## TASK DESCRIPTION:
Rewrite the part that opens with the line containing "Provide the mask of every instance of the sunlit" and closes with the line containing "[[72,0],[0,1],[0,81],[23,61],[90,27]]", changing "rock face" to "cliff face" and keeping everything else the same.
[start of INPUT]
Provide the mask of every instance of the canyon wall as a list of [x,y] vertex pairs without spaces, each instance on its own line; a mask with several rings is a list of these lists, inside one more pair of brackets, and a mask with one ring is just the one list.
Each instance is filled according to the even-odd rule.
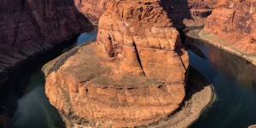
[[0,82],[25,60],[91,29],[73,0],[1,0]]
[[[220,38],[221,46],[228,46],[241,55],[256,54],[256,1],[220,0],[204,27],[205,38]],[[207,34],[213,34],[214,38]]]
[[77,9],[95,25],[98,25],[100,16],[106,10],[110,0],[74,0]]
[[[95,25],[110,0],[75,0],[77,8]],[[176,28],[203,26],[218,0],[161,0],[160,4],[172,19]]]
[[178,108],[189,57],[160,0],[112,0],[96,42],[44,67],[50,103],[73,126],[147,125]]
[[161,0],[176,28],[201,26],[218,0]]

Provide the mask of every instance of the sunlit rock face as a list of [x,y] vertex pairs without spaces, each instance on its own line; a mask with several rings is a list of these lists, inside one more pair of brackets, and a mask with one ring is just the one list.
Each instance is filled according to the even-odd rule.
[[72,0],[0,1],[0,81],[23,61],[90,27]]
[[[97,25],[108,2],[110,0],[75,0],[75,5],[94,25]],[[217,2],[218,0],[160,0],[160,4],[172,19],[174,26],[183,28],[203,26]]]
[[46,66],[50,103],[83,126],[147,125],[175,111],[185,96],[189,57],[160,3],[108,2],[96,42]]
[[225,41],[242,54],[256,53],[256,1],[221,0],[208,17],[204,32]]
[[106,10],[110,0],[74,0],[77,9],[94,24],[97,25],[100,16]]

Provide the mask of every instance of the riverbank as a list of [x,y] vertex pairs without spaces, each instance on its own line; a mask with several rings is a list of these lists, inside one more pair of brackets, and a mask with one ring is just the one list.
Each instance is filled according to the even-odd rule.
[[[218,47],[223,49],[230,53],[235,54],[236,55],[241,56],[247,60],[248,61],[252,62],[253,65],[256,65],[256,56],[253,55],[245,54],[240,51],[239,49],[236,49],[232,46],[232,44],[219,39],[218,37],[212,33],[208,33],[203,30],[201,30],[198,32],[198,37],[200,39],[205,40],[206,42]],[[193,38],[193,37],[192,37]]]
[[[84,44],[79,45],[69,52],[77,52],[78,49],[81,49],[84,45]],[[44,73],[49,74],[55,71],[54,69],[60,68],[61,63],[65,62],[67,58],[73,55],[73,54],[68,54],[69,52],[46,64],[43,68]],[[194,123],[213,100],[214,91],[212,85],[207,84],[204,77],[193,67],[189,69],[189,85],[187,85],[186,90],[187,94],[185,100],[180,108],[174,113],[170,115],[166,119],[154,123],[149,126],[138,127],[188,127]],[[75,115],[66,115],[61,112],[60,112],[60,113],[62,119],[66,122],[66,125],[68,127],[98,126],[97,124],[88,119]]]
[[214,97],[213,86],[194,67],[189,67],[189,85],[183,104],[167,119],[150,125],[150,128],[189,127],[196,121]]

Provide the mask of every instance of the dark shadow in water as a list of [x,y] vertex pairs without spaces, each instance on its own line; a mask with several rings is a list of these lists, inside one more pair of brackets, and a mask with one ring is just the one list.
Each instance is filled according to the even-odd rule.
[[203,41],[187,38],[186,43],[206,56],[207,60],[188,49],[189,64],[213,84],[217,96],[189,127],[247,127],[256,124],[256,67]]
[[[44,64],[60,55],[63,52],[63,49],[67,47],[72,46],[72,44],[76,42],[77,38],[73,38],[71,41],[61,43],[61,44],[55,46],[55,48],[52,50],[28,61],[26,64],[18,67],[14,73],[12,73],[9,75],[11,76],[9,77],[9,79],[0,84],[0,114],[3,114],[9,117],[9,119],[11,119],[14,116],[14,113],[17,110],[19,99],[24,96],[26,93],[24,90],[29,85],[32,75],[35,72],[40,71],[40,68]],[[44,81],[43,81],[43,83],[44,83]],[[40,90],[44,90],[44,89]],[[44,93],[44,91],[43,92]],[[42,96],[43,95],[45,94],[42,94]],[[31,112],[32,112],[32,110],[31,110]],[[55,113],[57,113],[57,112]],[[65,127],[65,124],[61,119],[55,121],[57,122],[55,124],[57,125],[57,127]],[[9,124],[9,127],[15,126]]]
[end of INPUT]
## REPLY TO THE EXERCISE:
Provide the mask of every instance of the sunlit cliff face as a list of [x,y] vertex pairs without spaces, each instance on its own line; a mask with several rings is a list of these lists, inside one more pair of brackets, and a mask with one ring is just the one list.
Each instance is filled according to the even-odd rule.
[[72,0],[0,1],[0,81],[23,61],[90,27]]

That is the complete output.